TEXTE DU DOCUMENT

=-=-=

Algérie

Meriem Bellil, secrétaire générale de l'Association des producteurs algériens de boissons (APAB): «Nous revendiquons l'allègement des droits de douane, non leur suppression»



L'APAB est l'une des associations patronales les plus actives en Algérie. Elle compte parmi ses membres des noms prestigieux comme Hamoud Boualem, NCA Rouiba, Pepsi, Tchin lait, Danone, Cevital, Saida… Et défend une filière qui a réalisé à la fin de l'année 2009 un chiffre d'affaires de plus de 48 milliards de dinars et qui dispose de réelles facultés à l'export.

Tour d'horizon avec sa secrétaire générale qui évoque notamment les mesures d'urgence prises par le gouvernement…

Maghreb Emergent : La production de la filière boissons en Algérie était estimée à fin 2009 à près de 21, 5 millions d'hectolitres. Qu'en est-il aujourd'hui ?

=-=-=

EXTRAITS DES LIGNES
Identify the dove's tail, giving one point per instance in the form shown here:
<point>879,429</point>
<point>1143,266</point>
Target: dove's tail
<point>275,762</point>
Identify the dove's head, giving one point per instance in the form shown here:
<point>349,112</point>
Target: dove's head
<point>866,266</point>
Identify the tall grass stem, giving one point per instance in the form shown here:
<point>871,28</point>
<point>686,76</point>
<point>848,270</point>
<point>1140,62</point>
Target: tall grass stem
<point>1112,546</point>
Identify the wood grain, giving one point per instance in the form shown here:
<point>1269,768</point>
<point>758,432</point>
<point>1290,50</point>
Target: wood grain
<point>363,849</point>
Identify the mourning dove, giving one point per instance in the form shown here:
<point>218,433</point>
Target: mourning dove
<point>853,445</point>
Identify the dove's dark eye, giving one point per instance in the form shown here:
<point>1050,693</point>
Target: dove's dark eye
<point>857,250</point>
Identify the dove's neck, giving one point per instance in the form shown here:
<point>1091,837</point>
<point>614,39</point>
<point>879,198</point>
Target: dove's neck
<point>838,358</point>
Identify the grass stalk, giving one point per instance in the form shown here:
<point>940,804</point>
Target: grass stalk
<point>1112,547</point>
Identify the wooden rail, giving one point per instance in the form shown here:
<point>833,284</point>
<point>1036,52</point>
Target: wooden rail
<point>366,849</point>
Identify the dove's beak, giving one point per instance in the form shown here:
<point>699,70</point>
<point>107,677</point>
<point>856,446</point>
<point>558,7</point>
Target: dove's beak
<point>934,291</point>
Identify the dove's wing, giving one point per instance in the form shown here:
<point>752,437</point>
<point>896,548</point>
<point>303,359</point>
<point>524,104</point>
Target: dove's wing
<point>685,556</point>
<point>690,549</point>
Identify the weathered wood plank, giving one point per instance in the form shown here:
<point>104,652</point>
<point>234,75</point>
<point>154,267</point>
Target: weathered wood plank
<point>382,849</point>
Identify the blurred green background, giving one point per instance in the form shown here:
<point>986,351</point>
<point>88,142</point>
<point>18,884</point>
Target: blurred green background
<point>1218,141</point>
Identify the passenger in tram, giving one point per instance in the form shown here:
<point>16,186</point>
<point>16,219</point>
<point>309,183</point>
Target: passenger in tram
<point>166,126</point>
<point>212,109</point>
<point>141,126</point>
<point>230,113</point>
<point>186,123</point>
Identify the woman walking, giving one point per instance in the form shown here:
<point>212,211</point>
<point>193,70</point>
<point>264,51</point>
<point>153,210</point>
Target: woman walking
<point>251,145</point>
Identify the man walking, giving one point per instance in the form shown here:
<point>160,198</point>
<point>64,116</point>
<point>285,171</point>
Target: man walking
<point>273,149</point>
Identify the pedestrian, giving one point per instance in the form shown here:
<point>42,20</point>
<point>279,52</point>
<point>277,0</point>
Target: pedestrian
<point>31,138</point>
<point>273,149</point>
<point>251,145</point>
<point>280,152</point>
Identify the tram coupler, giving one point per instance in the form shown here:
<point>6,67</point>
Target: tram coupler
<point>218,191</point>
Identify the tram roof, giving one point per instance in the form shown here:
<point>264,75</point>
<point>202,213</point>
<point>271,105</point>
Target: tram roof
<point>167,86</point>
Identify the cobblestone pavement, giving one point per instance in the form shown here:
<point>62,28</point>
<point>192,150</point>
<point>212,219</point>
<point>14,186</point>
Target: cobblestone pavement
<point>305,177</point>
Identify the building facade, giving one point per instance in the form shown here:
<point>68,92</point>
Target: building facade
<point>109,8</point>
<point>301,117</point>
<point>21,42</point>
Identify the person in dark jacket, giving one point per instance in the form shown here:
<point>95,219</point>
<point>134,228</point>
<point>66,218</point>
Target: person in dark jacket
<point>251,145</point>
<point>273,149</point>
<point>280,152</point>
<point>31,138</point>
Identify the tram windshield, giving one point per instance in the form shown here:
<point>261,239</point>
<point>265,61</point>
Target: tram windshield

=-=-=

OBJECTIF
Transcrivez sans la moindre modification le passage de l'entretien sur la filière algérienne des boissons qui va de « Meriem Bellil, secrétaire » jusqu'à « facultés à l'export. » inclus.

RÉSULTAT ATTENDU
Meriem Bellil, secrétaire générale de l'Association des producteurs algériens de boissons (APAB): «Nous revendiquons l'allègement des droits de douane, non leur suppression»



L'APAB est l'une des associations patronales les plus actives en Algérie. Elle compte parmi ses membres des noms prestigieux comme Hamoud Boualem, NCA Rouiba, Pepsi, Tchin lait, Danone, Cevital, Saida… Et défend une filière qui a réalisé à la fin de l'année 2009 un chiffre d'affaires de plus de 48 milliards de dinars et qui dispose de réelles facultés à l'export.